§ Required action:
Output the rows as a numbered list, starting with the first line and going on through the line containing "positive clicks: (140, 28)", and skip any blank lines.

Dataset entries
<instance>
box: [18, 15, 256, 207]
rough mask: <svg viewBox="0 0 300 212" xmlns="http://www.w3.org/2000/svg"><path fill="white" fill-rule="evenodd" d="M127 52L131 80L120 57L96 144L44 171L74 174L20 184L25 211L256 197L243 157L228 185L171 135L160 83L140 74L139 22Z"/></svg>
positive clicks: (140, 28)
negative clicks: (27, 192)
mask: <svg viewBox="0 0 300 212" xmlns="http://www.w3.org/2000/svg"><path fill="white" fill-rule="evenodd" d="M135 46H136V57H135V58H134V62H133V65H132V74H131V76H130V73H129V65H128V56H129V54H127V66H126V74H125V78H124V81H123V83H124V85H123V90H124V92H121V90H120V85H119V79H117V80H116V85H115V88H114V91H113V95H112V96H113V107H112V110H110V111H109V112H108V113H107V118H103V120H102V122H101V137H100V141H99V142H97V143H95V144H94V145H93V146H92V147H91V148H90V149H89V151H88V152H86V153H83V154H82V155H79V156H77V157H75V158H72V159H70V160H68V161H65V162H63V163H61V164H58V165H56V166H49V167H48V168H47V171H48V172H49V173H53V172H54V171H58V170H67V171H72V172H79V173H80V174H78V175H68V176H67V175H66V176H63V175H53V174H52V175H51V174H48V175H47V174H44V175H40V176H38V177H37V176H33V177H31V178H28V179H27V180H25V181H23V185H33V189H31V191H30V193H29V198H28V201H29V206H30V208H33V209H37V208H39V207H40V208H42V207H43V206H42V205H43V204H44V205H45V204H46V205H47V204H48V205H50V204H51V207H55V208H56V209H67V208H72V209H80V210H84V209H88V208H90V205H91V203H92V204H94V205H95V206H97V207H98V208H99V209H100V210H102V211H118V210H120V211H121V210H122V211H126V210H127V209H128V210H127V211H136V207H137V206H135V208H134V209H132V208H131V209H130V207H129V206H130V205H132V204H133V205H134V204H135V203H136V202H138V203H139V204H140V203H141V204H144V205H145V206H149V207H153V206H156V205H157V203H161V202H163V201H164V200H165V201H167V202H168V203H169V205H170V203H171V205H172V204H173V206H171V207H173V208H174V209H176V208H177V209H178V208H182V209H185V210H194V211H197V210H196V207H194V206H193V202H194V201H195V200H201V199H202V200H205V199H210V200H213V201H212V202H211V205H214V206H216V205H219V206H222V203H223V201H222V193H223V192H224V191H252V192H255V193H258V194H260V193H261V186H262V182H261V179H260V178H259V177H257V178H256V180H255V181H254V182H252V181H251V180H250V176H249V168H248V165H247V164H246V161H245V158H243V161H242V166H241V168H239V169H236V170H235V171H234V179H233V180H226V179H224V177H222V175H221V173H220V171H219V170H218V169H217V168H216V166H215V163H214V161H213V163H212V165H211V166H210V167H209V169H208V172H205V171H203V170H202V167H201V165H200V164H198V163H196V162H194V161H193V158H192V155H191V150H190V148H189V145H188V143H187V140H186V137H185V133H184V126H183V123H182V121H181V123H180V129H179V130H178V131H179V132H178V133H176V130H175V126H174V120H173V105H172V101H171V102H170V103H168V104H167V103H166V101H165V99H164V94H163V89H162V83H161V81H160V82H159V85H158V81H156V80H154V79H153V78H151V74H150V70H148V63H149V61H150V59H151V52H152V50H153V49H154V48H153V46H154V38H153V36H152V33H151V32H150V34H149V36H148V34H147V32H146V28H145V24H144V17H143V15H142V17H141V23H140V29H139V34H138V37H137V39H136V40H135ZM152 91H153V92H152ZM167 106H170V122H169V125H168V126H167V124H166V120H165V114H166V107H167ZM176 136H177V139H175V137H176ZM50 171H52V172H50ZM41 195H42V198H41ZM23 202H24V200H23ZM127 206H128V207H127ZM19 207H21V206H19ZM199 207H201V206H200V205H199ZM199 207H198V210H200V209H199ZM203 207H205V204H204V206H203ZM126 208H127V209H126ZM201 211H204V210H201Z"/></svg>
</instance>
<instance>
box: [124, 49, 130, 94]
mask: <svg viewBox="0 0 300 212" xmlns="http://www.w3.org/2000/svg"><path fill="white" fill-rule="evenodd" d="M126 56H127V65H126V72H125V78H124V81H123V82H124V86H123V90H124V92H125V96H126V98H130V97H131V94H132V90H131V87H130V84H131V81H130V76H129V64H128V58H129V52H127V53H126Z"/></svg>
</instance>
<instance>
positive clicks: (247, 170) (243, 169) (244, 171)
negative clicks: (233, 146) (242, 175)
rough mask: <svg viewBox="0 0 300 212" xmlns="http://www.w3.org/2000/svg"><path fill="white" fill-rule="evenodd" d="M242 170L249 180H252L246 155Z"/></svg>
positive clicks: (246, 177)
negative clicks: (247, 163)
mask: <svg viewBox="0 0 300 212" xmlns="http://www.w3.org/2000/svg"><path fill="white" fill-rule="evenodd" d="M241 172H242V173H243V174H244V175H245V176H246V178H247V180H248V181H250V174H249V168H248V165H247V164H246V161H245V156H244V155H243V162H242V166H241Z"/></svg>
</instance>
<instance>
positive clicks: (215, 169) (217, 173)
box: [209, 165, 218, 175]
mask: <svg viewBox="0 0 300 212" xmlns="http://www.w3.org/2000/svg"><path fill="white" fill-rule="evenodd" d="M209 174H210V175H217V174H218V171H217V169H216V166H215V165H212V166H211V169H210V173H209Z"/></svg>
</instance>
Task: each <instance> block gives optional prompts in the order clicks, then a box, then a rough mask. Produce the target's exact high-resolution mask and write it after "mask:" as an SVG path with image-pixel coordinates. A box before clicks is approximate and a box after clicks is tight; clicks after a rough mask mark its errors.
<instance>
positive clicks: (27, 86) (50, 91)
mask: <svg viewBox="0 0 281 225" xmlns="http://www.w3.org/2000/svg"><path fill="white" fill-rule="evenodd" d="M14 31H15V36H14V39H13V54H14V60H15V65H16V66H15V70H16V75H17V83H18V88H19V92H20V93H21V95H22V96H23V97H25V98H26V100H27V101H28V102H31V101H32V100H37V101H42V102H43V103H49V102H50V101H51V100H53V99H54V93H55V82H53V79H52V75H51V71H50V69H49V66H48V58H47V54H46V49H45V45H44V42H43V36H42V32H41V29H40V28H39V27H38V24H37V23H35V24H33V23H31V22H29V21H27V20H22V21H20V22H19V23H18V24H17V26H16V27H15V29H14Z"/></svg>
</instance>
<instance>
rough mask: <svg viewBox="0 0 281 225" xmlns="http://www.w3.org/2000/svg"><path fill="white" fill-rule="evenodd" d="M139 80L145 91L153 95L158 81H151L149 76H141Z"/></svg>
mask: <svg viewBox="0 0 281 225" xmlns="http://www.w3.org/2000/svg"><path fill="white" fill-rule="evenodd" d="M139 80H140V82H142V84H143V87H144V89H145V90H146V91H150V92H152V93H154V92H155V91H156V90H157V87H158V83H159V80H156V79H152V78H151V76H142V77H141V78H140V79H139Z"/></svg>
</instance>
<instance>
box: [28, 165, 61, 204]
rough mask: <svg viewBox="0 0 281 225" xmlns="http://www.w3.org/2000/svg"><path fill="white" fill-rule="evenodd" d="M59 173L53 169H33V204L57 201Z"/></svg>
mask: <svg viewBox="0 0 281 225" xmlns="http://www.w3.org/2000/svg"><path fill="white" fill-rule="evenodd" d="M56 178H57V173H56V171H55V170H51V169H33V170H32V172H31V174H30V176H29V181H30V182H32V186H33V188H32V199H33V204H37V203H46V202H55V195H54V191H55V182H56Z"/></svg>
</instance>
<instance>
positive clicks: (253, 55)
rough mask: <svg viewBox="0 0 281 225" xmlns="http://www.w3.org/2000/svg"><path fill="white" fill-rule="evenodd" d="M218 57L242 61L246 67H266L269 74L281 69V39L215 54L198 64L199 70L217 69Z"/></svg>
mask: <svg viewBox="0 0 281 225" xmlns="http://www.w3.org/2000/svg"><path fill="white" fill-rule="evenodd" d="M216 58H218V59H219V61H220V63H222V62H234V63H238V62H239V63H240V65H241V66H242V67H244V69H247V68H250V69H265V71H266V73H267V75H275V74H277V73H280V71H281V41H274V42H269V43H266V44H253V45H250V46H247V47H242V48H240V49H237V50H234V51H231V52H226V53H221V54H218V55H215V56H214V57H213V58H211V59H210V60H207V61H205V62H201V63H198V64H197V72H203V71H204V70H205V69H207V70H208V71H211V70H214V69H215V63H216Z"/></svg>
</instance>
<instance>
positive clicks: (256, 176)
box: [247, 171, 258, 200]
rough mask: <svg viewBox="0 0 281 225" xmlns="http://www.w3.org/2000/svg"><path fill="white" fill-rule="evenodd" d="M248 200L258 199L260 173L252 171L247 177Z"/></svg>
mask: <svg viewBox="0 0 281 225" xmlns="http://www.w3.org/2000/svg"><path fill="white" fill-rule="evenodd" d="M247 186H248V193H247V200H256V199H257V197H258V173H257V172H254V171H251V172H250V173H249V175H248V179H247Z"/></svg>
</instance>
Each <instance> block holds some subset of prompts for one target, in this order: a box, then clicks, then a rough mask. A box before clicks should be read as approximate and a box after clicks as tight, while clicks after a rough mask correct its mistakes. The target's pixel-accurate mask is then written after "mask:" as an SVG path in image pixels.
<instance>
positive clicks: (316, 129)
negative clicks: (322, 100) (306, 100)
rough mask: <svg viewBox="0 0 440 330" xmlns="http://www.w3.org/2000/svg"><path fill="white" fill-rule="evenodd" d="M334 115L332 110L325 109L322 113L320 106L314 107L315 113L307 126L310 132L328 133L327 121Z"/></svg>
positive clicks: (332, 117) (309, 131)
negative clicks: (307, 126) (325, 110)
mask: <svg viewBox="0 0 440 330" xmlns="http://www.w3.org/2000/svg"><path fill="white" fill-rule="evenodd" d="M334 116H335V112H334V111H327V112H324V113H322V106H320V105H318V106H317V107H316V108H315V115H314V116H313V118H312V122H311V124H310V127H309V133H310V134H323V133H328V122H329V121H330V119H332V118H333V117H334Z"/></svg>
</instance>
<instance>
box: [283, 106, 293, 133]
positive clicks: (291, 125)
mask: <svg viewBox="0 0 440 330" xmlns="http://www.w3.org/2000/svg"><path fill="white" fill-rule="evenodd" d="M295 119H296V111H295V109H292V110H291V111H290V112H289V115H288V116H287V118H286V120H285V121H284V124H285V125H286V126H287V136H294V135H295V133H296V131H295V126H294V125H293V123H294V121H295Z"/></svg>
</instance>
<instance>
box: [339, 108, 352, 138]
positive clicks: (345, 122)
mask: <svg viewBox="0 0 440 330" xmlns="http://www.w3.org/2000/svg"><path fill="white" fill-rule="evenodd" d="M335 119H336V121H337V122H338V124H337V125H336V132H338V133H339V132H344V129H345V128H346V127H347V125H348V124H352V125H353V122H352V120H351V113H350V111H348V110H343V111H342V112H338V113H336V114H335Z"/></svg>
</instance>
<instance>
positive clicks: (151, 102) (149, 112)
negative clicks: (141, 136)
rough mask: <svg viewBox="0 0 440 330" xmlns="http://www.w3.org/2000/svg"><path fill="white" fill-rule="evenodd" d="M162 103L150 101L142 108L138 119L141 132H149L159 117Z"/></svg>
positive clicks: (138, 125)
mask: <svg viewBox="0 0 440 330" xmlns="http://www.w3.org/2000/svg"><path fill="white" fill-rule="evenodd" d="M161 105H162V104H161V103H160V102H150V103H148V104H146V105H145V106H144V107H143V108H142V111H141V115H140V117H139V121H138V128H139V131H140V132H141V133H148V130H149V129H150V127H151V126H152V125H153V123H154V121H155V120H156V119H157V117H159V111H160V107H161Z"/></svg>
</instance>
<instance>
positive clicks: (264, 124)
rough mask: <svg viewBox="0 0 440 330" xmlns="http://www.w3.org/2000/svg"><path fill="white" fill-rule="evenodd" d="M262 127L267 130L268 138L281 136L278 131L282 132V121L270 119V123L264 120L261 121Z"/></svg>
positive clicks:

§ Problem solution:
1. <instance>
2. box: [18, 15, 256, 207]
3. rough mask: <svg viewBox="0 0 300 212" xmlns="http://www.w3.org/2000/svg"><path fill="white" fill-rule="evenodd" d="M127 52L131 80L120 57L96 144L44 171L74 174L20 184L25 211L256 197L243 157L228 185L171 135L160 83L140 74L139 22Z"/></svg>
4. positive clicks: (140, 28)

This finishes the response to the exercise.